>>>
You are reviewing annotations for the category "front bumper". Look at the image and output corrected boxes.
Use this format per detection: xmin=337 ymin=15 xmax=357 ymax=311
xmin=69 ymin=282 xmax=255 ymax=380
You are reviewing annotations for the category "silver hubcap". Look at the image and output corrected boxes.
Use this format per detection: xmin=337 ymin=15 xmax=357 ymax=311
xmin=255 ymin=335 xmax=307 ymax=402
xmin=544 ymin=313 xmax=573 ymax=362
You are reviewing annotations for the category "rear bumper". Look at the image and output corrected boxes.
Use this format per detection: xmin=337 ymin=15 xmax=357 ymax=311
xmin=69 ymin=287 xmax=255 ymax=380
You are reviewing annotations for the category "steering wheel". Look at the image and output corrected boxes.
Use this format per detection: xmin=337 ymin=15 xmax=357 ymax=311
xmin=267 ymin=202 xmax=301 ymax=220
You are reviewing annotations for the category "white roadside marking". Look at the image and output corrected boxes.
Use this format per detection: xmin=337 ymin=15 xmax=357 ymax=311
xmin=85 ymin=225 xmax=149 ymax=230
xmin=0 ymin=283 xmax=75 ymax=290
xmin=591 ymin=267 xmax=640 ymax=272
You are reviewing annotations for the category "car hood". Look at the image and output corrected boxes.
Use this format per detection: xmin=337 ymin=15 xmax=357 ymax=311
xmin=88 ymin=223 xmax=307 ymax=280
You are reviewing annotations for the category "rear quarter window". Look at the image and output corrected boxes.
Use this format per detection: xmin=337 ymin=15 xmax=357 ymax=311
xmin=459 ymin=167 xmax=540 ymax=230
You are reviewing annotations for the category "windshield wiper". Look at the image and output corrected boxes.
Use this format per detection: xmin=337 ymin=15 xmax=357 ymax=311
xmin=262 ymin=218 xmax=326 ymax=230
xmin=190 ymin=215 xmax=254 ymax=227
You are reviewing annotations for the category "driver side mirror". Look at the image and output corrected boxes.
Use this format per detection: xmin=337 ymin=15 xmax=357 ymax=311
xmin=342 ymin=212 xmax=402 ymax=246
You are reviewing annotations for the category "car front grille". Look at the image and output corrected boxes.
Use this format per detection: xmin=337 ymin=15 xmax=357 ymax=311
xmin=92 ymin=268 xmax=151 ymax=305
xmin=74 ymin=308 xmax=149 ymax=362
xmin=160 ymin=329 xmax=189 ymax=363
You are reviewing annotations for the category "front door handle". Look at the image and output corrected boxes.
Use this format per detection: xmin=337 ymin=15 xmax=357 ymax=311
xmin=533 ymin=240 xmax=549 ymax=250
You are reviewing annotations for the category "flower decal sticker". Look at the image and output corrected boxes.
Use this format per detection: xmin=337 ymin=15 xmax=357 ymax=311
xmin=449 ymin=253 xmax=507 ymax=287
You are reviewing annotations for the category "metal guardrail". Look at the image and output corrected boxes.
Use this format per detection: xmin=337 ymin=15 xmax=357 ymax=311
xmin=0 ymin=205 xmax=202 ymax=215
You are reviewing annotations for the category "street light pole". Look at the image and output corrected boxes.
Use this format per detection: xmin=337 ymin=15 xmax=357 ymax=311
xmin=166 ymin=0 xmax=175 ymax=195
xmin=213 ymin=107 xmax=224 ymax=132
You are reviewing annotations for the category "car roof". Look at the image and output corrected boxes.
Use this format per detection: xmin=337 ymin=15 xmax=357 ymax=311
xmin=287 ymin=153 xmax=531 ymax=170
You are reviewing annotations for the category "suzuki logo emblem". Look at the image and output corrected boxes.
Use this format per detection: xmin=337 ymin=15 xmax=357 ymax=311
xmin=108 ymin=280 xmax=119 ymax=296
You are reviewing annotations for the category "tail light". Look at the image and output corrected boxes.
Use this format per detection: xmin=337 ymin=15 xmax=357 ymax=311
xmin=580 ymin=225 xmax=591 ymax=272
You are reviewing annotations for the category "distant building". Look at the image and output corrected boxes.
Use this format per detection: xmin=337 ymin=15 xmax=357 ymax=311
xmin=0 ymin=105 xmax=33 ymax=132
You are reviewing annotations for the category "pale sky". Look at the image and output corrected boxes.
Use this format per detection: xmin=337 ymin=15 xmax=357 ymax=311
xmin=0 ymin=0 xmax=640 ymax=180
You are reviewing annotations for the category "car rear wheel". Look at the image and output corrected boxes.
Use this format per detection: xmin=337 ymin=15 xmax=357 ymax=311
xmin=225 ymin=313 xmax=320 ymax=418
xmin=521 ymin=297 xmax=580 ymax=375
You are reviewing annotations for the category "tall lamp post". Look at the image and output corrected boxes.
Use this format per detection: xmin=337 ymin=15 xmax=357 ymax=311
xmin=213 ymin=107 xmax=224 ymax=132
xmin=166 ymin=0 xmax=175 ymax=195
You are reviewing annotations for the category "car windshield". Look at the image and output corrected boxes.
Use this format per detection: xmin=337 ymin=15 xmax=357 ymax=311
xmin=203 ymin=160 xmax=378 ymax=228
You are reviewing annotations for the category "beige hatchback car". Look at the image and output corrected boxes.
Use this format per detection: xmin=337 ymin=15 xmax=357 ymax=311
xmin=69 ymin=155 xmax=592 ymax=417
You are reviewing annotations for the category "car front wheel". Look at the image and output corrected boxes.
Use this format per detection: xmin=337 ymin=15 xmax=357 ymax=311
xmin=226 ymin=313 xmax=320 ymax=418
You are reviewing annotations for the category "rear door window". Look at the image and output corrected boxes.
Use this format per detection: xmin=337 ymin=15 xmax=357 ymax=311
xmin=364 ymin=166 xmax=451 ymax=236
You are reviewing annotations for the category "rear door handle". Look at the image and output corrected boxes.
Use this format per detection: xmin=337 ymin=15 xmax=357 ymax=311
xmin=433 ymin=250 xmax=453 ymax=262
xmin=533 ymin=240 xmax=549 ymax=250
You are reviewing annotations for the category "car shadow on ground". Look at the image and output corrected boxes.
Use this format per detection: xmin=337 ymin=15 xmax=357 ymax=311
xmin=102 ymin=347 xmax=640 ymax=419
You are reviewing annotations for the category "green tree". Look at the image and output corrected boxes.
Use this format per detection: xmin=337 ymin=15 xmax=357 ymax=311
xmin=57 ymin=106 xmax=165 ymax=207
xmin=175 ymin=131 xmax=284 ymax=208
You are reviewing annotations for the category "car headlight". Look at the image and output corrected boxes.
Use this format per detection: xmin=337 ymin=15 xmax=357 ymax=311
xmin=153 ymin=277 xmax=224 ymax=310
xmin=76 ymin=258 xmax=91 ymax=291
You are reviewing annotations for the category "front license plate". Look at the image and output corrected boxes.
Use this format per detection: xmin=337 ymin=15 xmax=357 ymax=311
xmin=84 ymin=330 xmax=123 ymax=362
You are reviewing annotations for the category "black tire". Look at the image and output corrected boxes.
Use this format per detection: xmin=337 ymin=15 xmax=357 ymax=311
<<<
WHAT YOU WILL DO: Gather every line of the records that contains the word "front" and copy each one.

COMPLETE ANSWER:
You are reviewing annotations for the category "front bumper". Look at the image and output corrected boxes.
You are reviewing annotations for the category "car front grille". Look at the image and output corrected boxes.
You are reviewing annotations for the category "front door handle". Look at the image and output corrected boxes.
You are reviewing annotations for the category "car front wheel". Look at the image and output corrected boxes.
You are reviewing annotations for the category "front license plate". Look at the image and output corrected boxes.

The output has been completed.